• PAGE TEXT:
* * * * * * * * *

Some years back I was given a Dave Carter/Tracey Grammer CD by an enthusiastic friend; I listened to it once (only half attentive), and blithely shelved it, consigning it to the ranks of new-country-folk hybrids, pleasant and (may I be forgiven) unmemorable. This was very stupid of me. Circumstances have brought me back to the late Dave Carter’s impressive body of work – thoughtful, brilliantly imaginative, often ambitious songs. None moreso than this, which has already become a bit of a standard, and I do repent me in dust and ashes for being dull of ear, and slow to catch up with more discerning listeners.
Carter’s early death, of course, adds an ironic poignancy to this song: he no longer anticipates a going; he has gone. Where to start to respond to this pagan/earth-loving anthem about dying? Let’s start with the strength of its spirit, which puts me in mind of Dylan Thomas’s famous villanelle on the brink of his father’s death – the images seem allied to Thomas’s longing for men whose words ‘fork lightning’, whose deeds ‘dance in a green bay’; who ‘sang the sun in flight’, whose eyes ‘blazed like meteors’…There’s all that kinship with the natural world in Carter’s song, but not the rage, not the desperation and regret; instead a bold determined affirmation – ‘I will fly..I will strike.. I will bellow…I will leap..’
What do we make of all these? At the very least it perhaps paints death as the spirit’s release rather than the spirit’s extinguishment, but in images that imply perhaps an absorption back into the energies and the creaturely variety of the natural world. It conjures up a sense of native American spirituality and their identification with/reverence for creatures of earth and air. I also can’t quite divorce this song from images left with me by John Boorman’s great film ‘The Emerald Forest’…Here Carter sings of ‘leap[ing] like coyote’, ‘run[ning] like the gray wolf’, accessing consciousnesses and energies beyond the limits of the human frame.

* * * * * * * * *

• PROVIDED DATA:
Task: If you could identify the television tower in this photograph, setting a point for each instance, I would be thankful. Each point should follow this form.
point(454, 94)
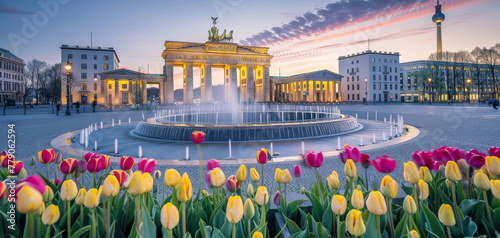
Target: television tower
point(438, 18)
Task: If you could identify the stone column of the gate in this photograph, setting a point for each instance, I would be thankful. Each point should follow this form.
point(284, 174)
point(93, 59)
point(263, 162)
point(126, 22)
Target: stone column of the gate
point(206, 83)
point(168, 83)
point(188, 83)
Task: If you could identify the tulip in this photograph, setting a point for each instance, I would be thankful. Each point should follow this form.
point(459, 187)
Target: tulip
point(46, 156)
point(232, 184)
point(80, 198)
point(171, 178)
point(411, 173)
point(48, 195)
point(185, 191)
point(277, 198)
point(375, 203)
point(261, 197)
point(28, 199)
point(481, 181)
point(197, 137)
point(493, 165)
point(241, 173)
point(354, 223)
point(110, 187)
point(452, 171)
point(338, 204)
point(68, 190)
point(127, 163)
point(409, 205)
point(389, 187)
point(357, 199)
point(297, 171)
point(446, 216)
point(333, 180)
point(68, 166)
point(169, 216)
point(217, 177)
point(425, 174)
point(384, 164)
point(136, 184)
point(147, 165)
point(350, 169)
point(424, 190)
point(212, 164)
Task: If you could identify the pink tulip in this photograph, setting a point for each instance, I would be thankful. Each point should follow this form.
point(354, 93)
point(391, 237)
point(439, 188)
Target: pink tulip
point(297, 171)
point(212, 164)
point(384, 164)
point(147, 165)
point(314, 159)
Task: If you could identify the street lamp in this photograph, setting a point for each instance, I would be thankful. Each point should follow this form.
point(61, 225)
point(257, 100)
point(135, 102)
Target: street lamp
point(430, 90)
point(68, 68)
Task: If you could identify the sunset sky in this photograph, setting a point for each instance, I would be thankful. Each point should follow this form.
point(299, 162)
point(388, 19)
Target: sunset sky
point(302, 35)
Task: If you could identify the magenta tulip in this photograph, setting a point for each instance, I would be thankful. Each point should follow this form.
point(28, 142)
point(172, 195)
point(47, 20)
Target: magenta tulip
point(314, 159)
point(147, 165)
point(297, 171)
point(384, 164)
point(212, 164)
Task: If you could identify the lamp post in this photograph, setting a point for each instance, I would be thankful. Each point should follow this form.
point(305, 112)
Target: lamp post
point(430, 90)
point(68, 68)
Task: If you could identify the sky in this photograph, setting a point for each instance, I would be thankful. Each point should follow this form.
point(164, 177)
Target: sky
point(302, 36)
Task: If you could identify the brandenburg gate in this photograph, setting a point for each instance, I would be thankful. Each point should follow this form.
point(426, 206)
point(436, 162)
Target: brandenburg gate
point(253, 64)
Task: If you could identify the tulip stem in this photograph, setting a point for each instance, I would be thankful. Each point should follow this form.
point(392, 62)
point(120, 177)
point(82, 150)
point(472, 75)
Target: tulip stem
point(457, 215)
point(487, 207)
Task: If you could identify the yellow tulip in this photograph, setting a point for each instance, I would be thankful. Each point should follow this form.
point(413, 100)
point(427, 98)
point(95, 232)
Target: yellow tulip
point(409, 205)
point(414, 234)
point(148, 182)
point(424, 190)
point(171, 178)
point(354, 223)
point(257, 235)
point(248, 209)
point(333, 180)
point(137, 186)
point(110, 187)
point(185, 191)
point(389, 187)
point(286, 177)
point(425, 174)
point(481, 181)
point(50, 215)
point(68, 190)
point(261, 197)
point(169, 216)
point(375, 203)
point(80, 198)
point(411, 173)
point(217, 177)
point(241, 173)
point(92, 198)
point(339, 204)
point(254, 175)
point(452, 171)
point(234, 209)
point(446, 215)
point(350, 169)
point(357, 199)
point(495, 188)
point(48, 195)
point(493, 165)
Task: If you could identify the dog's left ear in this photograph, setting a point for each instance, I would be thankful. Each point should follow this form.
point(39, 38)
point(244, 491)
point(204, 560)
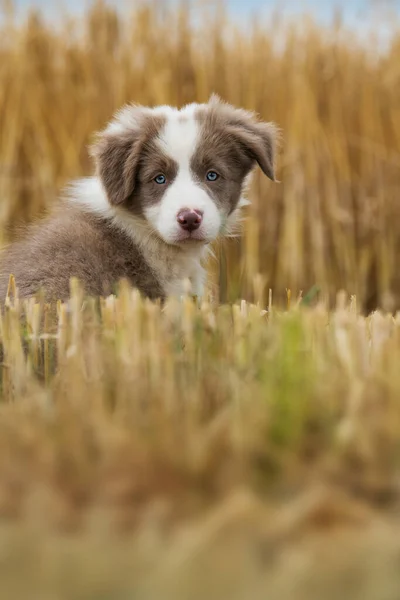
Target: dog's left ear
point(258, 141)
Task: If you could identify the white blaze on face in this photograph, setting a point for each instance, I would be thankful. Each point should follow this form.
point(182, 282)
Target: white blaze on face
point(178, 140)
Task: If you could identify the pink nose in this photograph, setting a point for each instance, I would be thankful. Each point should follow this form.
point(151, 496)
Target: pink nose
point(189, 220)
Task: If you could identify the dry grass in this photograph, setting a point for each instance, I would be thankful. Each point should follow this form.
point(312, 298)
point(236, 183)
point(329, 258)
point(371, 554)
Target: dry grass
point(332, 222)
point(229, 441)
point(220, 450)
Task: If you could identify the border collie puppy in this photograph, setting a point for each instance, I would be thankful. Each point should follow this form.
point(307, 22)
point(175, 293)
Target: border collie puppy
point(168, 182)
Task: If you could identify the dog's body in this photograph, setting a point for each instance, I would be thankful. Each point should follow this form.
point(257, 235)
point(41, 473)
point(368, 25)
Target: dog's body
point(168, 183)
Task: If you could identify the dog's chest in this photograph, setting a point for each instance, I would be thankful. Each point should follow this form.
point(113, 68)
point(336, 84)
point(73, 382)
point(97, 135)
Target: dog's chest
point(175, 272)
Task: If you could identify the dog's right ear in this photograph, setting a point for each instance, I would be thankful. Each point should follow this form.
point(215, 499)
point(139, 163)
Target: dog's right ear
point(116, 154)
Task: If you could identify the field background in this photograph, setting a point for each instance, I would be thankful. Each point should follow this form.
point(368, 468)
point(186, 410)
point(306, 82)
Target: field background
point(333, 219)
point(243, 449)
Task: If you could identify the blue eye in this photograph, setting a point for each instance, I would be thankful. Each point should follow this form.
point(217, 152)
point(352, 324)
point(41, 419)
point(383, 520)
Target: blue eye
point(160, 179)
point(212, 176)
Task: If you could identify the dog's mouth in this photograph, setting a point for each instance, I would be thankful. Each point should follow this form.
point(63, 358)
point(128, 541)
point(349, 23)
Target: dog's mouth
point(194, 237)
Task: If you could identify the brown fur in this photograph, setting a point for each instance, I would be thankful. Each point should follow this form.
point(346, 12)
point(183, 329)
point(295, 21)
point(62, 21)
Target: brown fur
point(74, 243)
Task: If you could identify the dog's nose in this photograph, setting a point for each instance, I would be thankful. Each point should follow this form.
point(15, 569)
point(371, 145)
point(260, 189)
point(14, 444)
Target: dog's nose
point(189, 220)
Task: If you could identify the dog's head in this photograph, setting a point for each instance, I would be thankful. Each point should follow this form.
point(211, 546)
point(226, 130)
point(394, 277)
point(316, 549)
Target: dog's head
point(182, 171)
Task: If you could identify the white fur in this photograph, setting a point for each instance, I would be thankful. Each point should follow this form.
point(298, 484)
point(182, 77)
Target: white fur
point(171, 264)
point(160, 236)
point(179, 139)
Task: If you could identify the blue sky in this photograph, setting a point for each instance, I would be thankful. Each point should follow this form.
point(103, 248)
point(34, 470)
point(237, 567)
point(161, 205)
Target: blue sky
point(354, 11)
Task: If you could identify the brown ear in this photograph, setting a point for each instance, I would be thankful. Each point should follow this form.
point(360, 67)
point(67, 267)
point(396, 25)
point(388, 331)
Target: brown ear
point(117, 158)
point(258, 142)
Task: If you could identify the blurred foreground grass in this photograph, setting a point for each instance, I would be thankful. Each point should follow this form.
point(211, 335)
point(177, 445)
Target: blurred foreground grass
point(198, 451)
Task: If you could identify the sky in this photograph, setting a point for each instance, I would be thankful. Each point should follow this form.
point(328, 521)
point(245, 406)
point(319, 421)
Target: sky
point(354, 11)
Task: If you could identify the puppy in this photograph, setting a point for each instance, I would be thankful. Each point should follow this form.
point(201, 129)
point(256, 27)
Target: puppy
point(168, 182)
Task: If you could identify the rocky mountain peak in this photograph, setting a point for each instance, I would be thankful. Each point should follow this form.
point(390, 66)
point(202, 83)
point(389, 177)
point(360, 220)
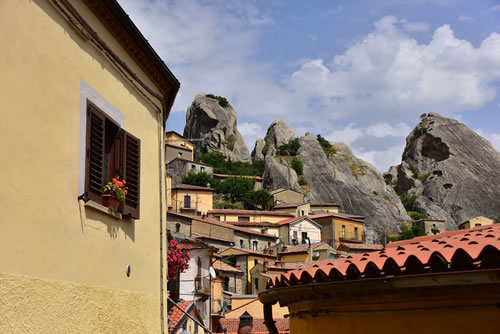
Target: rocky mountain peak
point(454, 172)
point(212, 120)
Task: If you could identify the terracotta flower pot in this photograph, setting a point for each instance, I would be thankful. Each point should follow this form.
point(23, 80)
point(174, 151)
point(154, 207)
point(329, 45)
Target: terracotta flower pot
point(109, 201)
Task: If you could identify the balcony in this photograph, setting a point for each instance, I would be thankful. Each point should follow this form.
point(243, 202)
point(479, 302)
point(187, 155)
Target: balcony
point(202, 286)
point(352, 237)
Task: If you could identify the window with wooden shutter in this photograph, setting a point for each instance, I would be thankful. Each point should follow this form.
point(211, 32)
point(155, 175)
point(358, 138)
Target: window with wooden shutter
point(95, 151)
point(131, 174)
point(111, 152)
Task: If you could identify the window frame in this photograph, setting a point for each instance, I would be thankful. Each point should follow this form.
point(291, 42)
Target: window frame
point(110, 151)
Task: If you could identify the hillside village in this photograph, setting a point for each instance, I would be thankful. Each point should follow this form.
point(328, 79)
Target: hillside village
point(113, 223)
point(247, 248)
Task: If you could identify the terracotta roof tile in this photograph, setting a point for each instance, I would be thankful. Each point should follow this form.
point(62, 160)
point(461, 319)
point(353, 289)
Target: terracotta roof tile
point(219, 265)
point(249, 212)
point(177, 314)
point(232, 325)
point(472, 249)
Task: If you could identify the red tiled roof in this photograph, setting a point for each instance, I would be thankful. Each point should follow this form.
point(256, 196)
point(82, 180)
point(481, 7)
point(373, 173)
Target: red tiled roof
point(253, 224)
point(251, 251)
point(301, 248)
point(177, 314)
point(353, 245)
point(358, 219)
point(461, 250)
point(219, 265)
point(288, 205)
point(243, 176)
point(324, 204)
point(233, 227)
point(191, 187)
point(249, 212)
point(232, 325)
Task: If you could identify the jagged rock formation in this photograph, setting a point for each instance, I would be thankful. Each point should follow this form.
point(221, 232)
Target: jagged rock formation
point(454, 171)
point(356, 185)
point(216, 127)
point(278, 133)
point(258, 150)
point(340, 177)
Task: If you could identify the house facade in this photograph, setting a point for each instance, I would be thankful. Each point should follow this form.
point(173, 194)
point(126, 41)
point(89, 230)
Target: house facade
point(431, 284)
point(195, 200)
point(235, 215)
point(177, 147)
point(84, 98)
point(299, 230)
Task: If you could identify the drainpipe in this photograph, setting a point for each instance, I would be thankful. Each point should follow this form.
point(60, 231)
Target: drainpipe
point(268, 319)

* * * * * * * * *

• WORK INSTRUCTIONS:
Write out the commentary on the Dave Carter song word for word, from "Some years back" to "more discerning listeners.".

• WRITTEN ANSWER:
Some years back I was given a Dave Carter/Tracey Grammer CD by an enthusiastic friend; I listened to it once (only half attentive), and blithely shelved it, consigning it to the ranks of new-country-folk hybrids, pleasant and (may I be forgiven) unmemorable. This was very stupid of me. Circumstances have brought me back to the late Dave Carter’s impressive body of work – thoughtful, brilliantly imaginative, often ambitious songs. None moreso than this, which has already become a bit of a standard, and I do repent me in dust and ashes for being dull of ear, and slow to catch up with more discerning listeners.